- **Prompt**
Count the lines in the material below that contain the string "grey", and give only that number.

[Point labels for objects]
========
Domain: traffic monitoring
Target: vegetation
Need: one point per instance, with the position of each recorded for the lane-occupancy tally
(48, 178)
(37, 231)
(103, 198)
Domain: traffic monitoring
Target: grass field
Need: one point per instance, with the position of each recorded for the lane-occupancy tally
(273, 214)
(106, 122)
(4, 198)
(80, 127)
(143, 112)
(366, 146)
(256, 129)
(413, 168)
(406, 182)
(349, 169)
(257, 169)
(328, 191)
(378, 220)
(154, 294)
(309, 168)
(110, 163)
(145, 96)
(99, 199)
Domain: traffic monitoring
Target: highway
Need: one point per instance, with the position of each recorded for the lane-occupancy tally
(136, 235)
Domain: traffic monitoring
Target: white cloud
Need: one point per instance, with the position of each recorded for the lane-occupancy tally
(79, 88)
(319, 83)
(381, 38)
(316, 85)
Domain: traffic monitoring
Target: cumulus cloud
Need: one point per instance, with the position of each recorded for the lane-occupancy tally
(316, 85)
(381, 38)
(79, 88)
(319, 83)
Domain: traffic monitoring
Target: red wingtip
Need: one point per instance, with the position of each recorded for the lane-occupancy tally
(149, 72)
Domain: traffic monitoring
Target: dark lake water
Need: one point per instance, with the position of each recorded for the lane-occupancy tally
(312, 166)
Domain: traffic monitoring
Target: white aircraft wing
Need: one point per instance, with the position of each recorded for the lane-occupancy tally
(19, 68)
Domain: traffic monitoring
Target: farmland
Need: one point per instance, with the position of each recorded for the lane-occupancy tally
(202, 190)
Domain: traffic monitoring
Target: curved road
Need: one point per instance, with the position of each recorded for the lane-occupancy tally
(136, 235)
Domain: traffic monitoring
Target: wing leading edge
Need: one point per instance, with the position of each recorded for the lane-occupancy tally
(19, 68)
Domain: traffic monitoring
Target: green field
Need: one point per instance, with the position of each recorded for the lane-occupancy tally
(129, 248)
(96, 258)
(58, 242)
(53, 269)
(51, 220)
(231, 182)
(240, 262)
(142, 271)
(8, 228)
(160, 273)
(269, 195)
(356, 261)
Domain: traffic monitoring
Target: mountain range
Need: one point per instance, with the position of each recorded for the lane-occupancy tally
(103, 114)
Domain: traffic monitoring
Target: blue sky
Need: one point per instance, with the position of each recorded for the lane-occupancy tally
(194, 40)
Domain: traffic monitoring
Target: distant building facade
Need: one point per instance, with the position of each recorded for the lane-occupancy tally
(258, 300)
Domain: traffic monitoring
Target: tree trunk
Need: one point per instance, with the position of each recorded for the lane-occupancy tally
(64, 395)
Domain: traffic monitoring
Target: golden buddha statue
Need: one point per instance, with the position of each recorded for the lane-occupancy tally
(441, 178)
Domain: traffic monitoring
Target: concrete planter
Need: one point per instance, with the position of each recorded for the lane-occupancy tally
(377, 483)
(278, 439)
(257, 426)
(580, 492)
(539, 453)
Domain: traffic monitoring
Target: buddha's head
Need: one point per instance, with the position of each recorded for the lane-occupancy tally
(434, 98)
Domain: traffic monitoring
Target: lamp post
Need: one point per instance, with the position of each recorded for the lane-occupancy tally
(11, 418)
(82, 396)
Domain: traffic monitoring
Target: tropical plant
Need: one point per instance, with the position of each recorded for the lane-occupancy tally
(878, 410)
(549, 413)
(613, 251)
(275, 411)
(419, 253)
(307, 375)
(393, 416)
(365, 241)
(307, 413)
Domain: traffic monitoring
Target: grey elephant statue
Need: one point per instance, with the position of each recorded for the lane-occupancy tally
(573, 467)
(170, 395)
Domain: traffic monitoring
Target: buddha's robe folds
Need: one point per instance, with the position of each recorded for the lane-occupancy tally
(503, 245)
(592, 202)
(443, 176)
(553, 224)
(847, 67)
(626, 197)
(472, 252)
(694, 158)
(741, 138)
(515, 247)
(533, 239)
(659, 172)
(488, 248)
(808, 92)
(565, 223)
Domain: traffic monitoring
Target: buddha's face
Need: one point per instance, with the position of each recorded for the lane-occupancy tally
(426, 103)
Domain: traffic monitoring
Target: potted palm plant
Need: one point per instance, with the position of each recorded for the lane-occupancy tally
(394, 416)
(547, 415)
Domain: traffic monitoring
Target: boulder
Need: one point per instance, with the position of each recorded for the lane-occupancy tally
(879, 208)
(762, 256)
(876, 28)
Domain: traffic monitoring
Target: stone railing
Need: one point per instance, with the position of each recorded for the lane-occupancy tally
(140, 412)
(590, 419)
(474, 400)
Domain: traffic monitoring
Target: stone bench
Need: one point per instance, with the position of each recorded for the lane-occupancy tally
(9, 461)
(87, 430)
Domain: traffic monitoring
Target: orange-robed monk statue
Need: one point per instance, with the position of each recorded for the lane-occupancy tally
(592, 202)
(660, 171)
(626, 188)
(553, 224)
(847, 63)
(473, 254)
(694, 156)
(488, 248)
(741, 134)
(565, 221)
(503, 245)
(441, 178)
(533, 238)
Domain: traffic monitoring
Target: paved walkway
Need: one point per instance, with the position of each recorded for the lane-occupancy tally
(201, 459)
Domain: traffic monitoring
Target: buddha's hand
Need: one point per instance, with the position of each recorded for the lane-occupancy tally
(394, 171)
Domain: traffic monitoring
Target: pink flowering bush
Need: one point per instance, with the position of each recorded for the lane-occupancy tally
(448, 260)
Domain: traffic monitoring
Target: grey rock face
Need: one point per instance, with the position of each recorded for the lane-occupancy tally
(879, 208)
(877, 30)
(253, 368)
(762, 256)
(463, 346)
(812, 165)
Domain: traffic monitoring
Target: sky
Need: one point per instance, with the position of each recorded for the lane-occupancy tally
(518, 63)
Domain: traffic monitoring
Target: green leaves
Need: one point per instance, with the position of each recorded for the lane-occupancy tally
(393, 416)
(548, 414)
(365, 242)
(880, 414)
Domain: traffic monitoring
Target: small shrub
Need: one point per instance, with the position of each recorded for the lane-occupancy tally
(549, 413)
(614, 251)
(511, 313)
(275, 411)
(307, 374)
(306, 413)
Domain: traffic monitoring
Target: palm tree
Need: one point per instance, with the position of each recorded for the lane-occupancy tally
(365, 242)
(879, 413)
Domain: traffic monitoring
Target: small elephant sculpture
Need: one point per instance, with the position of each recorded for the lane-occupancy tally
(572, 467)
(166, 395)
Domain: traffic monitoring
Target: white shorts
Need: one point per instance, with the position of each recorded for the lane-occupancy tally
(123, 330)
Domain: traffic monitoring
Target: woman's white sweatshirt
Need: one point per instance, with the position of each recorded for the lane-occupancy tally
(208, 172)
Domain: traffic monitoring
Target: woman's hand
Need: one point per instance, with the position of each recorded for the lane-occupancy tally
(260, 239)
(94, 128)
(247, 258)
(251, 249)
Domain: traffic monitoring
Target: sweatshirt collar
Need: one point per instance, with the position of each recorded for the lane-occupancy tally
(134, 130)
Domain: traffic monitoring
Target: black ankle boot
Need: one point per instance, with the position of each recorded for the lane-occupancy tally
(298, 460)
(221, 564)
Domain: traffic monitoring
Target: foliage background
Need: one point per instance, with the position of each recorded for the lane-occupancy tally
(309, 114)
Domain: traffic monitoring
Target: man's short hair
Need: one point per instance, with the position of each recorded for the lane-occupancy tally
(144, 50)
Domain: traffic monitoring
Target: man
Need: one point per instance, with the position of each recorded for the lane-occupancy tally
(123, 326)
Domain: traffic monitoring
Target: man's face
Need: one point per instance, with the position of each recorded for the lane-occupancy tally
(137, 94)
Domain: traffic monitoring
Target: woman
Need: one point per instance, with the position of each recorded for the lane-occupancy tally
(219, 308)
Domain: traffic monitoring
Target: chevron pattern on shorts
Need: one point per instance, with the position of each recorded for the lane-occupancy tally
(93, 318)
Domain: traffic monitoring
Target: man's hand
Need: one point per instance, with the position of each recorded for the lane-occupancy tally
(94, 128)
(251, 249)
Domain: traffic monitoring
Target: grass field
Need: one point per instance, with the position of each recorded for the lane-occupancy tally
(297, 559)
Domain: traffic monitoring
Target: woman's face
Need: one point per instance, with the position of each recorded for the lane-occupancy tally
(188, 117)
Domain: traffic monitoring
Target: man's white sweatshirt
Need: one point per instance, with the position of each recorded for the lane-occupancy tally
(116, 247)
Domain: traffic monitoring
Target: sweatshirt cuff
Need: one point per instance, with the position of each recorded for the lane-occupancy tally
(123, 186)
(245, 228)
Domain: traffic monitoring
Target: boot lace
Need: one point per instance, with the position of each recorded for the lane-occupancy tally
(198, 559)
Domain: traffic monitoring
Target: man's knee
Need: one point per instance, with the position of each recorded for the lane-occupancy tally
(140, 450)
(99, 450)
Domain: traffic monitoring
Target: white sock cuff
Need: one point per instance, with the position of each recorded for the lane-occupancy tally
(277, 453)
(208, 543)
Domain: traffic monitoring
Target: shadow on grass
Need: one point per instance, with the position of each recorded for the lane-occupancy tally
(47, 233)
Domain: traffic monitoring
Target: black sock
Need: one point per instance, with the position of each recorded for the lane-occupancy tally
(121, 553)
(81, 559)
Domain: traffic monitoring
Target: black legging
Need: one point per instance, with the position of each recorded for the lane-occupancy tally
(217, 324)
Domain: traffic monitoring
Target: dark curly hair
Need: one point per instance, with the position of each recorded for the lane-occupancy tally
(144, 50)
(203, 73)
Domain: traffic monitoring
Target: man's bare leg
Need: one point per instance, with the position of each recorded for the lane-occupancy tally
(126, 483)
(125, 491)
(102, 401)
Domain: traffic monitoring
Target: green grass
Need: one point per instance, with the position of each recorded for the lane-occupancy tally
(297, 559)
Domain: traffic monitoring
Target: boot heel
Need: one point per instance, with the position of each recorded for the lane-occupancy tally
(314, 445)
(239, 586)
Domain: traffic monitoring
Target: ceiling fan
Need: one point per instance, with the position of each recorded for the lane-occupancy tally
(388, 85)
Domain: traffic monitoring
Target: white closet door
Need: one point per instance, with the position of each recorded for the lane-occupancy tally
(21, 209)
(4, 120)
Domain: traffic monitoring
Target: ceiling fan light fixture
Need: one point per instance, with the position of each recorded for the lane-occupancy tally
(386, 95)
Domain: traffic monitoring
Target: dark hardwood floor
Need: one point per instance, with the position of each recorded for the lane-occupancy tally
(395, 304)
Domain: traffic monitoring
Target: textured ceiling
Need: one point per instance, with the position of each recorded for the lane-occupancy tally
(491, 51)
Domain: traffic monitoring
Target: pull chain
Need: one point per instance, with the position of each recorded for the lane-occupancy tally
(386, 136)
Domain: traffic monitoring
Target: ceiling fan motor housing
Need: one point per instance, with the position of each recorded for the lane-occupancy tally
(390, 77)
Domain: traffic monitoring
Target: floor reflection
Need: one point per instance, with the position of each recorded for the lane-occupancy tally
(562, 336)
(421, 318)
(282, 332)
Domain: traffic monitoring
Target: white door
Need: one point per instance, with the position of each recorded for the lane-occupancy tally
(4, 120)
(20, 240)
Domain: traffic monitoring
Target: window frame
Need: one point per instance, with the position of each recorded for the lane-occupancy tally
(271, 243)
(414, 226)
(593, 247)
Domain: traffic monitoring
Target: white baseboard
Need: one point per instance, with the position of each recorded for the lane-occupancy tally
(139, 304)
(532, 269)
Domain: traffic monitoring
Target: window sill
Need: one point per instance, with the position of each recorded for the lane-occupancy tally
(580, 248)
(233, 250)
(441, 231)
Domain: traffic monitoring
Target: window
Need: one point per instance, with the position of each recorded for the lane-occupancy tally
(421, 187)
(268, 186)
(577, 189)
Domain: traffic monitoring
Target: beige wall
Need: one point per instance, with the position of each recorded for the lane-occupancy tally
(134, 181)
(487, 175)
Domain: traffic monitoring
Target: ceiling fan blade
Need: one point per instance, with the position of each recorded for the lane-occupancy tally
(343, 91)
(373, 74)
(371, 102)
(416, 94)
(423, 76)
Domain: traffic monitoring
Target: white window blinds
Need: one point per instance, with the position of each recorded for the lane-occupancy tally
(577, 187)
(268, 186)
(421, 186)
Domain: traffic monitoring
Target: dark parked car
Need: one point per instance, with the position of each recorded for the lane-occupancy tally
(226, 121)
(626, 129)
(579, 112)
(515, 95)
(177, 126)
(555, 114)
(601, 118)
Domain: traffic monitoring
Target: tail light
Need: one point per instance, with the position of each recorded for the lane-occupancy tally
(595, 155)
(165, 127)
========
- **Exercise output**
2